#### WRITTEN EXERCISE:
Copy the listing from the line containing "Could you point out the person's" through the end of the listing, replacing "photograph" with "image" and leaving everything else unchanged. Give only those lines.
─── DATA TO USE ───
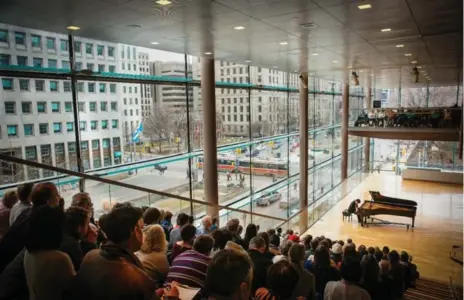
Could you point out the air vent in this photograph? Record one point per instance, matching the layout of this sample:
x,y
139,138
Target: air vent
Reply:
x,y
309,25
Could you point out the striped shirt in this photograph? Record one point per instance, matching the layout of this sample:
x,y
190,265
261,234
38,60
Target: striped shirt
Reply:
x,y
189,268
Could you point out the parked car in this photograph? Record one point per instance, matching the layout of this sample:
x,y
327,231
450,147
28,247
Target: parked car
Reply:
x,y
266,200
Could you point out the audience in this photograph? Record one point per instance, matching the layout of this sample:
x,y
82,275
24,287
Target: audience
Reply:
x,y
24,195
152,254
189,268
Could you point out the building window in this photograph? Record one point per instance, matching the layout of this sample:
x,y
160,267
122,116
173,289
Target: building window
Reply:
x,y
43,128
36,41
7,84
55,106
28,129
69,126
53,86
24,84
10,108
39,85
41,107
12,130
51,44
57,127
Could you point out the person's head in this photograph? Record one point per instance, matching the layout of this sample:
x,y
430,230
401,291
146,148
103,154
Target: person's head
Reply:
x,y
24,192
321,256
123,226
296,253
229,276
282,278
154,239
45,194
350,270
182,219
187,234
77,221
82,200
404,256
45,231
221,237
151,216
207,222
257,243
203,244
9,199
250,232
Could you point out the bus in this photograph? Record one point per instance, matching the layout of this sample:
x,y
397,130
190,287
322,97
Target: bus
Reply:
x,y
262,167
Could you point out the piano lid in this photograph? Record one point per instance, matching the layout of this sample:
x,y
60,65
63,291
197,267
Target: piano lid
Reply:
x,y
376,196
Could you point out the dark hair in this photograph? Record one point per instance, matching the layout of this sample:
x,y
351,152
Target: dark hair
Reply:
───
#### ANSWER TO THIS TASK:
Could you point out the person's head in this image? Record one point per instance, matching the layout of this sample:
x,y
430,230
401,291
146,148
103,154
Target: person's head
Reply:
x,y
24,192
321,256
123,226
296,253
229,276
282,278
154,239
45,194
350,270
182,219
187,234
77,221
82,200
404,256
45,231
221,237
151,216
207,222
257,243
203,244
9,199
250,232
Could you point out the bus in this image? Record one point per instance, matching the layout of this sample:
x,y
397,130
190,287
322,97
Target: bus
Reply:
x,y
262,167
Could you point out the piano lid in this image? Record one point per instance, matching the layout of this sample:
x,y
60,65
63,291
197,267
Target: piano lid
Reply:
x,y
376,196
Could you point out the dark hair in this image? Record one point per instance, matching the layout of this sample:
x,y
351,152
Target: dark hair
Reply:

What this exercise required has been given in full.